#### [Excerpt provided]
Apparently the companies in the 67-73 era rated the life span of any particular muscle car regardless of make or Model.
he remembered clearly the life of the average 1970 Road Runner Insurance policy was 6 Months! Many crashed the first day, many the first week, even more as time went on.
This explains their short life and why there are so few now.
He remembered the model to be more prone to fatalities and accidents than other similar models.
I just found this very Interesting!
 
and to save grace, he mentioned the Charger group was a much better risk, apparently the lack of riff raff buying Dodges! HAHAHA
 
And I can testify to that fact, as my Brother owned and raced a new 70 Roadrunner, and he was a pain in the Butt! he turned into a tough cop for 32 years, and was a ball of fire his whole career!
 
and to save grace, he mentioned the Charger group was a much better risk, apparently the lack of riff raff buying Dodges! HAHAHA
Plymouth's were targeted and bought by younger crowd. Dodge? Was old man stuff. Sorry. Plymouth was cooler. If not for Dukes of Hazzard? Dodge would be the tow vehicle? (Ok, I'm probably not going to get anywhere here in B-bodies trying to start a pissing match between Plymouth and Dodge?)
 
My perception was that the Roadrunner in particular was a teenage boy go-crash-it car at the time. Followed later by the 5.0 mustang LX in the 80’s and then the Subaru WRX in the later 90’s. Untouched originals aren’t everywhere.
 
I heard Mike Joy say on Barrett Jackson that it's no big deal to not have a numbers matching car because so many motors were trashed street racing.
 
I saw my share of these cars in the junk yard years ago, most were there for a reason, drive them like they were stolen.
 
And I can testify to that fact, as my Brother owned and raced a new 70 Roadrunner, and he was a pain in the Butt! he turned into a tough cop for 32 years, and was a ball of fire his whole career!
Lol – reminds me of my brother, great mechanic and loved his GTO’s. He had his share of bang-ups. One night it was two! He did a whole shot and smacked his ’65 GTO into a post office box, slight damage; but when he got home he discovered his front plate was gone…so he gets into Dad’s ’63 GP, and goes hunting for it and ahh, too much distraction from keeping it straight on the road looking for the plate, smacks into another car nuking the front fender. Come to find out the guy he ran into was the son of our auto insurance agent driving his dad’s company-issued car – prohibited (only the spouse, not da kids were allowed to drive the company car). So that was kept quiet. My bro had lost his license 3 times and was paying a fortune for insurance. He got to know the police so well he became friends with some of them and they liked his tricking up their squads for more giddy-up at the dealer he worked at since this was the dealer the PD got their cars from. He changed careers becoming a cop. When his boys were younger he would get real peeved at me if I ever brought up da old days – not wanting his kids to know their father's history!

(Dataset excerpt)
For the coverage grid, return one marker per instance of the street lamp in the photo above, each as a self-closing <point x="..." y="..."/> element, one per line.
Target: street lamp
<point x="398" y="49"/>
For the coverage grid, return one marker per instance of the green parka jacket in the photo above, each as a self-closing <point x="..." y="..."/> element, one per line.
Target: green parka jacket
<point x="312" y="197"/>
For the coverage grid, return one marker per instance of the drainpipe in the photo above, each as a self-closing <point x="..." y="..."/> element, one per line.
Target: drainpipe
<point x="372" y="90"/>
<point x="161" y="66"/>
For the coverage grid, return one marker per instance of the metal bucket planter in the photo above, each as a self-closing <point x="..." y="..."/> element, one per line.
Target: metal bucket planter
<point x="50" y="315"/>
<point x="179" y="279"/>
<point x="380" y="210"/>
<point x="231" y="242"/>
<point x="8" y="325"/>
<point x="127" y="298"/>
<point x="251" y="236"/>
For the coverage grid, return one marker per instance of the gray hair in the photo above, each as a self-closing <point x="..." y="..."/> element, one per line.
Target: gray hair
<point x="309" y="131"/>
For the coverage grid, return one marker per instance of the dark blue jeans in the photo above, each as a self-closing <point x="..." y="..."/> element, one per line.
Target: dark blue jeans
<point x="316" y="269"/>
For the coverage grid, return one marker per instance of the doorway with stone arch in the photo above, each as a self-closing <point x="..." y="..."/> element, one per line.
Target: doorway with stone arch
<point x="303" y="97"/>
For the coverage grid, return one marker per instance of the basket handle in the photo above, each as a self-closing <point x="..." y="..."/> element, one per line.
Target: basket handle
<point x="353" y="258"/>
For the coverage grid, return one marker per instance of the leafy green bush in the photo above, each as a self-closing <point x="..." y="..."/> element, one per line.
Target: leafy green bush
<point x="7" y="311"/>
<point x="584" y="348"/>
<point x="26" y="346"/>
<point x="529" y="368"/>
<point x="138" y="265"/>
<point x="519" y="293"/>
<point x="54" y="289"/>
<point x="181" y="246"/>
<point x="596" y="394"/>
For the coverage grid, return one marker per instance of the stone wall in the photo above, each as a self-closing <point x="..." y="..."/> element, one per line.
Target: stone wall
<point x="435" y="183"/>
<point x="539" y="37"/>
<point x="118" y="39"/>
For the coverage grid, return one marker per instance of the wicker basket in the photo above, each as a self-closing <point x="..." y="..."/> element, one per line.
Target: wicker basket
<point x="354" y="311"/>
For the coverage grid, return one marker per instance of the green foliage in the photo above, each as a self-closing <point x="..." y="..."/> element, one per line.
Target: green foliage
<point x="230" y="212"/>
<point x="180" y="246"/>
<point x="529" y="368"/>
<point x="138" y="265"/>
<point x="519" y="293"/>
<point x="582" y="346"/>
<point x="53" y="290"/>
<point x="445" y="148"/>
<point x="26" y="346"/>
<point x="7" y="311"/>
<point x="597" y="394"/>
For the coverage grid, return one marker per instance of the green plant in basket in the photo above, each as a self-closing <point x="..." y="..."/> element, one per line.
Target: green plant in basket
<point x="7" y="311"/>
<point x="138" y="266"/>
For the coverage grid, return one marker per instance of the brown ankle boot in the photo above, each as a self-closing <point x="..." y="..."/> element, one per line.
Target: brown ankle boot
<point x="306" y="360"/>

#### [Challenges]
• a. In the muscle car thread, why was the second crash that night, into the insurance agent's son, kept quiet? Answer in one to three sentences.
• b. Write the next part of the muscle car thread, picking up after its final sentence.

#### [Outputs for the tasks]
• a. The son was driving his father's company-issued car, and only the agent's spouse was allowed to drive it, not the children. Because his use of the car was prohibited, the collision was kept quiet.

• b.
 
Back in the day, I would shy away from buying Road Runners because most of them were flogged to death, add in the New England rust factor and they were beaten to death rot boxes! Finding one that had an engine from a land ark or a motor home was the norm. I could buy Chargers for less money and in better shape.
 
I reckon many of us who were racing around back then lost a friend or more to car accidents. A buddy's younger brother and I stood up in my bud's wedding and two weeks later his brother was killed in his '64 Chevelle vert going thru a red light on his way to work - it was pretty certain he was blinded by the sun and didn't see the light change or maybe tried to get thru it. The speed limit at that intersection then was 50mph. He was ejected over the windshield, despite the top being up, and was shocked his parents wanted an open casket. Never forgot how the funeral home reconstructed his face and he looked awful to me. He was a handsome kid. Another friend took a curve too fast in his Torino and as the car rolled over - he went out the window with the car rolling on top of him. Back then seat belts were seldom worn. When I think of some of the crap I did racing around back when I get the feeling of survivor syndrome sometimes when I remember these guys losing their lives before they reached 20 years old...
 
In 1969 there was a very fast 67 GTX, dark blue in Omaha. I however went in the military in 1970 and cars were not an option for me. In 74 when I returned low and behold a dark blue 67 GTX was for sale, mint condition.I went to look at it, and the owners mother answered the door, and offered to show me the car. Then the son came around the hallway in a wheel chair. He told me he just bought this car new, but his mother won't let him drive it!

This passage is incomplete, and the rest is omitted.